**DOCUMENT SECTION**
##############################

The 11th annual Restore Omaha Conference and Exhibition, March 4-5, drew accolades from attendees who enjoyed the hand-on tips, the guest speakers, and the camaraderie of like-minded preservation enthusiasts.
“What a great conference! I made so many good contacts. And the enthusiasm by all really lifts my spirits,” exclaimed one attendee. “There are so many good folks out there doing such good work.”
The 2016 Conference featured a new venue at Metropolitan Community College’s Fort Omaha campus. The welcome, keynote presentation, breakout sessions, vendors and lunch were held in the Culinary Art Institute; the hands-on sessions were in the historic Mule Barn across the street.
Another new feature was a pre-conference session Friday afternoon addressing federal and state funding tools for restoring historic buildings. Speakers included Karen Garritson with the National Development Council speaking on federal and low-income tax credits, David Levy and Bob Puschendorf, speaking on state historic tax credits, and Andrea Kathol and Caitlin Kolb, sharing their work restoring four buildings using tax credits.

##############################

**DATA EXTRACT**
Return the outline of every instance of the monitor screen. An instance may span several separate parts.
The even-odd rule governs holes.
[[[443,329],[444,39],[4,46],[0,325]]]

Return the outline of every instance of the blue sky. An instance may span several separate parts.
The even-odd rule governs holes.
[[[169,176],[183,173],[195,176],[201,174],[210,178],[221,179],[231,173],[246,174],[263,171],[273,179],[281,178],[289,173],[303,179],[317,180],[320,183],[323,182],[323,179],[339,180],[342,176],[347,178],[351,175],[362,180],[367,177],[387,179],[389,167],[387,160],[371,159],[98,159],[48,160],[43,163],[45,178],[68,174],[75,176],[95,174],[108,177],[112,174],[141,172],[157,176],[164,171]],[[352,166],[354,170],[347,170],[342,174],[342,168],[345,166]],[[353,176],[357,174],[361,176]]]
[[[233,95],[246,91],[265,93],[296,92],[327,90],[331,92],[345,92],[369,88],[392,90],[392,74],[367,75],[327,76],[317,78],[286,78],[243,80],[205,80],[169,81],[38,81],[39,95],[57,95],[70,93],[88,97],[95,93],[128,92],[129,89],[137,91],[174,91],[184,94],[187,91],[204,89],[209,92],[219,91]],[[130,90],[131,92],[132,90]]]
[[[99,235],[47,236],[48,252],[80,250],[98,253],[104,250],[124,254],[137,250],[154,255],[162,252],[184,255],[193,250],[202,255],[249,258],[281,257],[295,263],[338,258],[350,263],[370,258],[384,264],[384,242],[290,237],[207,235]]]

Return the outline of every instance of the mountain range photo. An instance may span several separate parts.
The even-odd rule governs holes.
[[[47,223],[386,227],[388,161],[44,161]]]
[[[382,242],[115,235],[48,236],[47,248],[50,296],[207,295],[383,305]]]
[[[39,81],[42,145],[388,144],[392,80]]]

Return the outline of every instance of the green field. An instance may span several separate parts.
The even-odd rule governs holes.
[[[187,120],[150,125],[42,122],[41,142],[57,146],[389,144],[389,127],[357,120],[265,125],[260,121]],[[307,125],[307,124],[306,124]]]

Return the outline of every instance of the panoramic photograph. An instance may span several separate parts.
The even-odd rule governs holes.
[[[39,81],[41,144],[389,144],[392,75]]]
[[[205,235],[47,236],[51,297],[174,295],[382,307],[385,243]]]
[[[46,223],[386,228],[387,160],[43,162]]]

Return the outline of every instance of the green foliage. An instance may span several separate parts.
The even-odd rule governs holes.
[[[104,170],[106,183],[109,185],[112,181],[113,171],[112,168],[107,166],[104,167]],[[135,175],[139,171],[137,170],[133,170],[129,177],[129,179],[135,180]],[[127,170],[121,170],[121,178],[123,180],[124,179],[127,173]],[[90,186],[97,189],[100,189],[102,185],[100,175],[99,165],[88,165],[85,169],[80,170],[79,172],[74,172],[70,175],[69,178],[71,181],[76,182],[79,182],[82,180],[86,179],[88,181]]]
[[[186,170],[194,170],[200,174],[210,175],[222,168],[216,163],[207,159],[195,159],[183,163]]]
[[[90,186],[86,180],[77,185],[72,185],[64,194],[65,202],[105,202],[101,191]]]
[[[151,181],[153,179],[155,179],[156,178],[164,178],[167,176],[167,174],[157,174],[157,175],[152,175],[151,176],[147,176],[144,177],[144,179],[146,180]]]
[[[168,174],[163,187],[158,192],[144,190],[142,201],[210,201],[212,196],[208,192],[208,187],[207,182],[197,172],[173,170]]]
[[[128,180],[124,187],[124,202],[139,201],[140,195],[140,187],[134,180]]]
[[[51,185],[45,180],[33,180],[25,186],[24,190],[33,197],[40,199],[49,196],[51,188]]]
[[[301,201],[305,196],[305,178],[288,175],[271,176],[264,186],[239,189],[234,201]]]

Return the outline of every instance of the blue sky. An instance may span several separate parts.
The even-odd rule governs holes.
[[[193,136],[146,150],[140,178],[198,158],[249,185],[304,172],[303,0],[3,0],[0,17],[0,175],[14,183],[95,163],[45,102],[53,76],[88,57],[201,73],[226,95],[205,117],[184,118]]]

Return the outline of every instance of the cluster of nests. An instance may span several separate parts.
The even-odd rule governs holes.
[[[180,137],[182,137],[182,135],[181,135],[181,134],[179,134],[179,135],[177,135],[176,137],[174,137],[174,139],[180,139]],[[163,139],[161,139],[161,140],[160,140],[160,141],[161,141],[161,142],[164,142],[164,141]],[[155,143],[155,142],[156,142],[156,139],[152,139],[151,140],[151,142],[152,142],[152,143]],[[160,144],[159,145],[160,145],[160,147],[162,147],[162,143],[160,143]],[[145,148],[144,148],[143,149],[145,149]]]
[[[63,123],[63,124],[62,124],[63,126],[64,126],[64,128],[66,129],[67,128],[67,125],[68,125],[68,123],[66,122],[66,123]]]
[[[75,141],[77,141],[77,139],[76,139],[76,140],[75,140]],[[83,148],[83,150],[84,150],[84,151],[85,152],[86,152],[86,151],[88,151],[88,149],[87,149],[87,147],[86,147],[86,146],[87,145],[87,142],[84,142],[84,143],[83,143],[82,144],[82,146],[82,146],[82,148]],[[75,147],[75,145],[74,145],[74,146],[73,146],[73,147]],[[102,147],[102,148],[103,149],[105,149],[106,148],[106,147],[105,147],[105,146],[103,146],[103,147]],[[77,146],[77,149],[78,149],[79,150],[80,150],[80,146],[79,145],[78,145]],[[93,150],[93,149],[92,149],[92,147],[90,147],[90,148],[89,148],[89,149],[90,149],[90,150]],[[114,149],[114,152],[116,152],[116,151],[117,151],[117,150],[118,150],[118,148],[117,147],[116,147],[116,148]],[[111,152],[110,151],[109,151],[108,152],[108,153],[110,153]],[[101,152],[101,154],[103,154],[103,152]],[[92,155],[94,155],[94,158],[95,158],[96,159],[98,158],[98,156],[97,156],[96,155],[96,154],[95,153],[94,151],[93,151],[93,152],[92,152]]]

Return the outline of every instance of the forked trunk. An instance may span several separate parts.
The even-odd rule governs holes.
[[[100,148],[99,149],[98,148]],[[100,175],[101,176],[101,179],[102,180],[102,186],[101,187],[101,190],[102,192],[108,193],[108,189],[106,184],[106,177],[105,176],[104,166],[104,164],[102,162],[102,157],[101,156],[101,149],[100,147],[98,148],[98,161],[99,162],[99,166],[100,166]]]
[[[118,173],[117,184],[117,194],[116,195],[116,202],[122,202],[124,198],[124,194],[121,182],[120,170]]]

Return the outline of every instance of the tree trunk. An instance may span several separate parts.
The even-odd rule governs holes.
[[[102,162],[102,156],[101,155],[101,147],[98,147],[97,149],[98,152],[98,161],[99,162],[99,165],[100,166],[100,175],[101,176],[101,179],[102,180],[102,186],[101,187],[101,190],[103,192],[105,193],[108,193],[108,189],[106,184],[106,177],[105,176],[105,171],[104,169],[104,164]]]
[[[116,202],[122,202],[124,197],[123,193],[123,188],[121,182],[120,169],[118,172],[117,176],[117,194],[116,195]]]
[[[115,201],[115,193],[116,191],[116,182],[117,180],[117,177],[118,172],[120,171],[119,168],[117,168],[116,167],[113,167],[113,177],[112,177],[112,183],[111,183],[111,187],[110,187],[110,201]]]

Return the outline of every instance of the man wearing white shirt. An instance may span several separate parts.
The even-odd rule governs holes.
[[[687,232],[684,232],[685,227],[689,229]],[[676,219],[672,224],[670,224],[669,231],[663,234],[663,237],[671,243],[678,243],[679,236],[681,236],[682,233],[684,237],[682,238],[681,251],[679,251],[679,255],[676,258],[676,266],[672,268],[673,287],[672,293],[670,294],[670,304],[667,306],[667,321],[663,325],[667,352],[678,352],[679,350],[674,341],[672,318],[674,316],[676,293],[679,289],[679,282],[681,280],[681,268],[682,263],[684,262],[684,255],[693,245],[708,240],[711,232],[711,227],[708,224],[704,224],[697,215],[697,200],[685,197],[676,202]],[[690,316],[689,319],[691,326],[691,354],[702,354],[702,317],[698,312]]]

##############################

**TASK INSTRUCTIONS**
- A) Answer these questions using the Restore Omaha conference article:
(i) On what dates was the conference held?
(ii) Where were the hands-on sessions held?
(iii) Who spoke on federal and low-income tax credits at the pre-conference session?
- B) Carry on the Restore Omaha conference article from the point where it stops.
The listing has no role in this work.

**ANSWER LIST**
- A)
(i) March 4-5.
(ii) In the historic Mule Barn across the street from the Culinary Art Institute.
(iii) Karen Garritson with the National Development Council.

- B)
The opening reception brought 129 preservation-minded people together to celebrate at the Blue Lion Center at the historic 24th and Lake Streets intersection. Many attendees took REO’s North 24th Street walking tour and then enjoyed drinks and food catered by Big Mama’s Kitchen. Brigitte McQueen Shew, executive director of Union for Contemporary Arts, shared plans for the space recently occupied by her organization. REO Volunteer Linda Williams provided information about the history of the buildings.
The 11th Restore Omaha Conference opened with a session by Christian Gray, executive director of inCommon. He spoke about the importance of protecting our valuable housing stock and strengthening our older neighborhoods for the good of all. Keynote speaker Scott Sidler, with Austin Home Renovations of Orlando, Florida, talked about why preservation is important and how we need to make it happen in our own homes and neighborhoods.
The conference featured 18 breakout sessions with topics that covered researching the history of your home, maintaining historic landscapes, adhering to infill design guidelines, maintaining wood floors and old windows, as well as the latest on the restored Burlington Station.
About 30 exhibitors, including craftsmen, history organizations and business and community groups, were on hand to answer questions and share information.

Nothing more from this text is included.